The exercise:
Lines from the one containing "Please mark the sweater" through the last line of the data are to be repeated word for word, both ends included.

Source data:
○ ○ ○
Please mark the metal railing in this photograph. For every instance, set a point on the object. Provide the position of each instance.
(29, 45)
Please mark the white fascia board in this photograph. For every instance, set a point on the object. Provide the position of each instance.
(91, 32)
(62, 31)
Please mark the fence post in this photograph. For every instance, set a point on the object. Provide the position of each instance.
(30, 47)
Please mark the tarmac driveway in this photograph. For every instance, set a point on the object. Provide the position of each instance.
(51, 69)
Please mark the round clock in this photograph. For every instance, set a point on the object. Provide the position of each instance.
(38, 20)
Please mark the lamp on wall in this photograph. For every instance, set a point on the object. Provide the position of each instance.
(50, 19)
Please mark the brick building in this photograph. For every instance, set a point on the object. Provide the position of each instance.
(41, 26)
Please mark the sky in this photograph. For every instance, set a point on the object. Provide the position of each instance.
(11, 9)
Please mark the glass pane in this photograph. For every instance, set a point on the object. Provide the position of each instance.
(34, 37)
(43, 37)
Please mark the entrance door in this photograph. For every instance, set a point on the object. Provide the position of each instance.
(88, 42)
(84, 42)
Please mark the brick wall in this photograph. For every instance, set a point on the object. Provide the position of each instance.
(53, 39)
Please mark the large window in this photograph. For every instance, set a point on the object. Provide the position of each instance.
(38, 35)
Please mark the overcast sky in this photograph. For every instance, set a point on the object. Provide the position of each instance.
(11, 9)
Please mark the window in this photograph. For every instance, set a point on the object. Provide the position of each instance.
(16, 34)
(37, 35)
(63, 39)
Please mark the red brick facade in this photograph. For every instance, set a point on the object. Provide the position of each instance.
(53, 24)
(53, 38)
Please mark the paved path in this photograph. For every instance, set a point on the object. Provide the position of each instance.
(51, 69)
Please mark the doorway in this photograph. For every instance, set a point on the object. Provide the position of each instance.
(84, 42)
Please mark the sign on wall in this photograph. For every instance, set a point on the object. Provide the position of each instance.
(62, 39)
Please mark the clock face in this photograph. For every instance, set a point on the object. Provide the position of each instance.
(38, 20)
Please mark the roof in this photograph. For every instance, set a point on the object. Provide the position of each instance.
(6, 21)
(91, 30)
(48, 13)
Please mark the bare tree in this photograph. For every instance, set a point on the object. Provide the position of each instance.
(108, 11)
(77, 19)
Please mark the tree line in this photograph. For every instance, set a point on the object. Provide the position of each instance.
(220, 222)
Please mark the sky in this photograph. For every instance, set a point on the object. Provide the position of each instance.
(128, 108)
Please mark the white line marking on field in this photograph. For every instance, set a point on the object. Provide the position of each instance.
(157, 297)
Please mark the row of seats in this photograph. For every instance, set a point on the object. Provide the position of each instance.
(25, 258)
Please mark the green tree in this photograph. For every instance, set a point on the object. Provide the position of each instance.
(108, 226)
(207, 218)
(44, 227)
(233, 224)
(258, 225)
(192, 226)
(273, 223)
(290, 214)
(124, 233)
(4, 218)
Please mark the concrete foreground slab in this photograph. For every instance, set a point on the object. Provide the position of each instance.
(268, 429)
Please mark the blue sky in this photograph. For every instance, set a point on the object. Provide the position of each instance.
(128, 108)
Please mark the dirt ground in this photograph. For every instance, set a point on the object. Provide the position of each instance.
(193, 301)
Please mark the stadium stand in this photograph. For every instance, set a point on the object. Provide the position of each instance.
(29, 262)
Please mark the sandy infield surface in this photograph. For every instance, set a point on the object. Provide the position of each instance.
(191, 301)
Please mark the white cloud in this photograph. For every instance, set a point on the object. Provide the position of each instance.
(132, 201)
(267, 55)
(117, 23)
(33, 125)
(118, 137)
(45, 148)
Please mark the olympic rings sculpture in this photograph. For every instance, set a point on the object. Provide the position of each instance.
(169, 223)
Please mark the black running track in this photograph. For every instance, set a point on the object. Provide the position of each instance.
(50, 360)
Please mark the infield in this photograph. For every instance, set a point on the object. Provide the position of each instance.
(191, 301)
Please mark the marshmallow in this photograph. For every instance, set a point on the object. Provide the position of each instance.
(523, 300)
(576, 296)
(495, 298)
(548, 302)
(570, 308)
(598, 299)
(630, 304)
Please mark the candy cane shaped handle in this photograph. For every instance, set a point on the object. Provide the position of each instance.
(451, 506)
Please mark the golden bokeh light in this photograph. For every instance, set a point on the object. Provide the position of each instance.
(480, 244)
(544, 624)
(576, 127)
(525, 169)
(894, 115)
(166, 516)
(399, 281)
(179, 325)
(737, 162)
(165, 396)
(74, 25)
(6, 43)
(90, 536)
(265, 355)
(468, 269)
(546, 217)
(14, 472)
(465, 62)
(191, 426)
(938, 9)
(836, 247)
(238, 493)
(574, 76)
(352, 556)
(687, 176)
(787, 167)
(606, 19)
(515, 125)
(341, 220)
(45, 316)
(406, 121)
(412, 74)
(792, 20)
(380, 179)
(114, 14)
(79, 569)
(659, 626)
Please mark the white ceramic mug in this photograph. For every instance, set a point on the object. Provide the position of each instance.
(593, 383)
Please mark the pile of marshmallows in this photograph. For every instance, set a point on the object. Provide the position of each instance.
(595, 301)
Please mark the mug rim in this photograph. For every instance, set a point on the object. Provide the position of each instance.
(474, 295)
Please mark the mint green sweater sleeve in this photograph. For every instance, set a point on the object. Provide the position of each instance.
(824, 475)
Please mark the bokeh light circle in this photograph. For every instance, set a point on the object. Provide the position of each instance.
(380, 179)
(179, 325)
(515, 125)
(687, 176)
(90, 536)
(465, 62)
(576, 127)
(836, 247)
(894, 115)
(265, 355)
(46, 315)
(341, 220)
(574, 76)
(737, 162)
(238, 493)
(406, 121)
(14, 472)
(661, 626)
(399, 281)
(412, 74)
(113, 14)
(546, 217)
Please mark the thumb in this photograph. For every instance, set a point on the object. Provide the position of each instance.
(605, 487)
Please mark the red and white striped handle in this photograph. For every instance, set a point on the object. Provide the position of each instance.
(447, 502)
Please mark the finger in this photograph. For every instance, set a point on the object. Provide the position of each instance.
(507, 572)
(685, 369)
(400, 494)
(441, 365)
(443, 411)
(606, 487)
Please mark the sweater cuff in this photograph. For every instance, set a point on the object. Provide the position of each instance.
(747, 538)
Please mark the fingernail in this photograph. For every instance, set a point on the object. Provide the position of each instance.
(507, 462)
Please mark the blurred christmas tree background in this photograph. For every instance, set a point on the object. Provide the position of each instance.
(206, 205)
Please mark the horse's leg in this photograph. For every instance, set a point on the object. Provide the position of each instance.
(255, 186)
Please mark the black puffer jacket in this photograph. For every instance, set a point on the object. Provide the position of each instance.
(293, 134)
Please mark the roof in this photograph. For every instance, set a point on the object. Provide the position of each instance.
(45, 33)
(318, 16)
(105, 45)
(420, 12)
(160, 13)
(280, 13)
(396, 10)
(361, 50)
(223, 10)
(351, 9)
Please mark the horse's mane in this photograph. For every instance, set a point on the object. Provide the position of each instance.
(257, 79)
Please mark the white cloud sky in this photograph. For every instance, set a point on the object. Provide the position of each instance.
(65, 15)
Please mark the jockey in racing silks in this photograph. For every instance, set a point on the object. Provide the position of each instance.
○ ○ ○
Output for this exercise:
Please mark the sweater cuff in this photograph. For every instance, set a point on the object. Provide the position of each instance.
(747, 538)
Please mark the fingernail in this photograph. For every instance, set a point on the object. Provide the position of each instance.
(507, 462)
Please mark the blurred christmas tree background in this photograph. For every instance, set a point on the object. Provide the position of each instance.
(206, 205)
Please mark the horse's leg in this photograph. For every instance, set a point on the object. Provide the position of each instance.
(255, 186)
Please mark the black puffer jacket in this photograph. For every instance, set a point on the object. Provide the position of each instance.
(293, 134)
Please mark the roof in this photograph. For every instance, set a point on the object. Provide the position of each instance.
(45, 33)
(318, 16)
(105, 45)
(420, 12)
(160, 13)
(280, 13)
(396, 10)
(361, 50)
(223, 10)
(351, 9)
Please mark the horse's mane in this photograph. For every instance, set a point on the object. Provide the position of each instance.
(257, 79)
Please mark the white cloud sky in this photograph. For every instance, set a point on the object. Provide the position of each instance.
(65, 15)
Please mark the jockey in racing silks in this photograph. For every instance, set a point on the object. Provide the position of each instance.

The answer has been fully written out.